_Task brief_
Would you write out all of the entries below, exactly as they stand?

[Collected data entries]
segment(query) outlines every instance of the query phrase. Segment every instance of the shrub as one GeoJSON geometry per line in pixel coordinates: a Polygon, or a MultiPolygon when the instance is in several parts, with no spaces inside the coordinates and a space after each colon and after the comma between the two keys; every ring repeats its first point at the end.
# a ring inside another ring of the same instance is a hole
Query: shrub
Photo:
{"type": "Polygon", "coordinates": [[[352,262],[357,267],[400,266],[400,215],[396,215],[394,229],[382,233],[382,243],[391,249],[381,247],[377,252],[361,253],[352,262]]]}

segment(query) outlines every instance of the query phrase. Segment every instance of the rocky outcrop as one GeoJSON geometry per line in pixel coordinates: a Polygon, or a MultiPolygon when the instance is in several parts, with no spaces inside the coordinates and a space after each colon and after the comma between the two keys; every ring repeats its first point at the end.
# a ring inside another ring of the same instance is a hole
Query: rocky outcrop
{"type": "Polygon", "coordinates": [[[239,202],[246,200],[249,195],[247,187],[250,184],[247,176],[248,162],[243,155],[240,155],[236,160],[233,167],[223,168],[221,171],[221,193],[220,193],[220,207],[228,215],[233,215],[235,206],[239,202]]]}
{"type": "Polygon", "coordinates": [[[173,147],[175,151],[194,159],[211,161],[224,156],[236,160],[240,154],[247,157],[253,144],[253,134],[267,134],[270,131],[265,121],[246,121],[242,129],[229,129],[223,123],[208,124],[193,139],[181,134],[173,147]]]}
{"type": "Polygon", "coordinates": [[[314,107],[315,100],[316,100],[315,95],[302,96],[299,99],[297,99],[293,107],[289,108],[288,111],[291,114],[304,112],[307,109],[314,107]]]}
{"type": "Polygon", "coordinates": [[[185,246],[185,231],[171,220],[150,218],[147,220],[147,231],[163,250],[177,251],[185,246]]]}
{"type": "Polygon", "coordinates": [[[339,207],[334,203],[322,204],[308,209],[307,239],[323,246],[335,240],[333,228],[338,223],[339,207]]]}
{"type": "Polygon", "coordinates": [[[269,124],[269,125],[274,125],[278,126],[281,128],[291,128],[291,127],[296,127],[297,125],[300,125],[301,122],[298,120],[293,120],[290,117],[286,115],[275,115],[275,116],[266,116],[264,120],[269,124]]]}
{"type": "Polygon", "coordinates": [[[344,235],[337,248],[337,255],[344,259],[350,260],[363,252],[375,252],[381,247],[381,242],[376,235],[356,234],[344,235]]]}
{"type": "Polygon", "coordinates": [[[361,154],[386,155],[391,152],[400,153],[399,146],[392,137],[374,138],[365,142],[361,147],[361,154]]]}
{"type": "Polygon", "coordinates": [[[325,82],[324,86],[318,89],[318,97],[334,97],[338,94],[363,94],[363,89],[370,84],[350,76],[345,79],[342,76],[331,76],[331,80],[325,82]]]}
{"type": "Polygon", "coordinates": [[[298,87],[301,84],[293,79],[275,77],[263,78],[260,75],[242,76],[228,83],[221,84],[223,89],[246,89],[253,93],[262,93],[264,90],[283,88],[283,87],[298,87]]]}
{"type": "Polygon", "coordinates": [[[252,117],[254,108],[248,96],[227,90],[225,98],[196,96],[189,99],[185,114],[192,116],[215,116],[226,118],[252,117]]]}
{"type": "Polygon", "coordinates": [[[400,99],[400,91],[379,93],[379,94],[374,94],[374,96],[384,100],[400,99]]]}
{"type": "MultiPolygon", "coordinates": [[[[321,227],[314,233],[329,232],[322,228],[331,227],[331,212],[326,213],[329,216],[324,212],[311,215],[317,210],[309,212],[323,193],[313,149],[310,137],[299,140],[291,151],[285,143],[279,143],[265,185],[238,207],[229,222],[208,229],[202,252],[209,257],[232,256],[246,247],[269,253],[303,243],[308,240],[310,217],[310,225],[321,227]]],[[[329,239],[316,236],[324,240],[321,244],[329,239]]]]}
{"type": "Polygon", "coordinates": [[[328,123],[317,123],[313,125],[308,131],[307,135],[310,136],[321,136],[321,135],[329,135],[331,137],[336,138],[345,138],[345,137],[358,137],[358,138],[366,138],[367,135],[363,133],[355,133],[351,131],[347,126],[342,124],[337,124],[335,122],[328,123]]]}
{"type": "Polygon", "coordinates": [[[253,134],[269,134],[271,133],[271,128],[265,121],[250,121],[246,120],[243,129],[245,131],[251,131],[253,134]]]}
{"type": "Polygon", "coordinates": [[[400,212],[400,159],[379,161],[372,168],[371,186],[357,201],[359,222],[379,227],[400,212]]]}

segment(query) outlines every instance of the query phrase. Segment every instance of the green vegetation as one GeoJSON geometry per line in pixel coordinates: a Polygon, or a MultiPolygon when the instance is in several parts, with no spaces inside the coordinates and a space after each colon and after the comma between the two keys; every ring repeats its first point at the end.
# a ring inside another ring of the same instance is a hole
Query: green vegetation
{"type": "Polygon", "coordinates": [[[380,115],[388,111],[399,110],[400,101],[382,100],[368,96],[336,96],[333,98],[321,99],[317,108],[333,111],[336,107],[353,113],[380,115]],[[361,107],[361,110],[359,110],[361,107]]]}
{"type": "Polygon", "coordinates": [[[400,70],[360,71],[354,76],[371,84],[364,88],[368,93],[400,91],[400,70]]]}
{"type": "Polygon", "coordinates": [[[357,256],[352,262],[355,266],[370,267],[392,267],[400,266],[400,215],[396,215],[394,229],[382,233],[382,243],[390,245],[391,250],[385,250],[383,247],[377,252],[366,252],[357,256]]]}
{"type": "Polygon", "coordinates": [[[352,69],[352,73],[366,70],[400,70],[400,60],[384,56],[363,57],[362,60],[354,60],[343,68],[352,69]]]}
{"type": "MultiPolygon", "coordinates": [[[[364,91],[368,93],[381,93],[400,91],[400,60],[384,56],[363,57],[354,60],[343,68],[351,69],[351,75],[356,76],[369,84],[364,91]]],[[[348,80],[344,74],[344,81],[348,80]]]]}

_Written response_
segment(query) outlines every instance of the query phrase. Segment every instance of the shrub as one GeoJSON geometry per line in pixel coordinates: a Polygon, or a MultiPolygon when the instance is in several parts, with no spaces inside the coordinates and a space after each colon and after the comma between the two keys; every ring repeats its first point at the end.
# a ring inside another ring of the same instance is a hole
Query: shrub
Photo:
{"type": "Polygon", "coordinates": [[[352,262],[357,267],[400,266],[400,215],[396,215],[394,229],[382,233],[382,243],[391,249],[381,247],[377,252],[361,253],[352,262]]]}

segment(query) outlines every instance of the query phrase. Segment every instance of the rocky outcrop as one GeoJSON geometry per line in pixel coordinates: a Polygon, or a MultiPolygon when the instance is in several parts, with no spaces inside the coordinates and a space after each colon and after the comma between the two keys; every ring repeats its first point at the end.
# a ring inside another ring of the same instance is a hole
Query: rocky outcrop
{"type": "Polygon", "coordinates": [[[239,202],[246,200],[249,195],[247,187],[250,184],[247,176],[248,162],[243,155],[240,155],[236,160],[233,167],[223,168],[221,171],[221,193],[220,193],[220,207],[228,215],[233,215],[235,206],[239,202]]]}
{"type": "Polygon", "coordinates": [[[173,147],[175,151],[194,159],[211,161],[224,156],[236,160],[240,154],[247,157],[253,144],[253,134],[267,134],[270,131],[265,121],[246,121],[242,129],[229,129],[223,123],[208,124],[193,139],[181,134],[173,147]]]}
{"type": "Polygon", "coordinates": [[[314,107],[315,100],[316,100],[315,95],[302,96],[299,99],[297,99],[293,107],[289,108],[288,111],[291,114],[304,112],[307,109],[314,107]]]}
{"type": "Polygon", "coordinates": [[[185,246],[185,231],[171,220],[150,218],[147,220],[147,231],[163,250],[177,251],[185,246]]]}
{"type": "Polygon", "coordinates": [[[339,207],[334,203],[322,204],[308,209],[307,239],[323,246],[335,240],[333,228],[338,223],[339,207]]]}
{"type": "Polygon", "coordinates": [[[269,124],[269,125],[274,125],[278,126],[281,128],[291,128],[291,127],[296,127],[297,125],[300,125],[301,122],[298,120],[293,120],[290,117],[286,115],[275,115],[275,116],[266,116],[264,120],[269,124]]]}
{"type": "Polygon", "coordinates": [[[344,235],[337,248],[337,255],[344,259],[350,260],[363,252],[375,252],[381,247],[381,242],[376,235],[356,234],[344,235]]]}
{"type": "Polygon", "coordinates": [[[361,154],[386,155],[391,152],[400,153],[399,146],[392,137],[374,138],[365,142],[361,147],[361,154]]]}
{"type": "Polygon", "coordinates": [[[325,82],[324,86],[318,89],[318,97],[334,97],[338,94],[363,94],[363,89],[370,84],[350,76],[345,79],[342,76],[331,76],[331,80],[325,82]]]}
{"type": "Polygon", "coordinates": [[[298,87],[301,84],[293,79],[275,77],[263,78],[260,75],[242,76],[228,83],[221,84],[223,89],[246,89],[253,93],[262,93],[264,90],[283,88],[283,87],[298,87]]]}
{"type": "Polygon", "coordinates": [[[252,117],[254,108],[248,96],[227,90],[225,98],[196,96],[189,99],[185,114],[192,116],[215,116],[226,118],[252,117]]]}
{"type": "Polygon", "coordinates": [[[400,99],[400,91],[379,93],[379,94],[374,94],[374,96],[384,100],[400,99]]]}
{"type": "MultiPolygon", "coordinates": [[[[321,227],[314,233],[329,232],[322,228],[331,227],[331,212],[326,213],[329,216],[324,212],[311,215],[317,210],[309,212],[323,193],[313,149],[310,137],[299,140],[291,151],[285,143],[279,143],[265,185],[238,207],[229,222],[208,229],[202,252],[209,257],[232,256],[246,247],[269,253],[303,243],[308,240],[310,217],[310,225],[321,227]]],[[[329,239],[316,236],[324,240],[321,244],[329,239]]]]}
{"type": "Polygon", "coordinates": [[[328,123],[317,123],[313,125],[308,131],[307,135],[310,136],[321,136],[321,135],[329,135],[331,137],[336,138],[345,138],[345,137],[358,137],[358,138],[366,138],[367,135],[363,133],[355,133],[351,131],[347,126],[342,124],[337,124],[335,122],[328,123]]]}
{"type": "Polygon", "coordinates": [[[253,134],[269,134],[271,133],[271,128],[265,121],[250,121],[246,120],[243,129],[245,131],[251,131],[253,134]]]}
{"type": "Polygon", "coordinates": [[[400,212],[400,159],[379,161],[372,168],[371,186],[357,201],[359,222],[379,227],[400,212]]]}

segment(query) outlines every instance of the query phrase. Segment every instance of the green vegetation as one GeoJSON geometry per line in pixel coordinates: a Polygon, or a MultiPolygon when the instance is in several parts, with no spaces inside the coordinates and a space after each colon and after the comma between the two keys; every ring repeats its first point at the end.
# a ring inside another ring of the same instance is a hole
Query: green vegetation
{"type": "Polygon", "coordinates": [[[380,115],[388,111],[399,110],[400,101],[382,100],[368,96],[336,96],[333,98],[321,99],[317,108],[333,111],[336,107],[353,113],[380,115]],[[361,107],[361,110],[359,110],[361,107]]]}
{"type": "Polygon", "coordinates": [[[400,70],[360,71],[354,76],[371,84],[364,88],[368,93],[400,91],[400,70]]]}
{"type": "Polygon", "coordinates": [[[357,256],[352,262],[355,266],[370,267],[392,267],[400,266],[400,215],[396,215],[394,229],[382,233],[382,243],[390,245],[391,250],[385,250],[383,247],[377,252],[366,252],[357,256]]]}
{"type": "Polygon", "coordinates": [[[352,69],[352,73],[366,70],[400,70],[400,60],[384,56],[363,57],[362,60],[354,60],[343,68],[352,69]]]}
{"type": "MultiPolygon", "coordinates": [[[[364,91],[368,93],[381,93],[400,91],[400,60],[384,56],[363,57],[354,60],[343,68],[351,69],[351,75],[356,76],[369,84],[364,91]]],[[[348,80],[344,74],[344,81],[348,80]]]]}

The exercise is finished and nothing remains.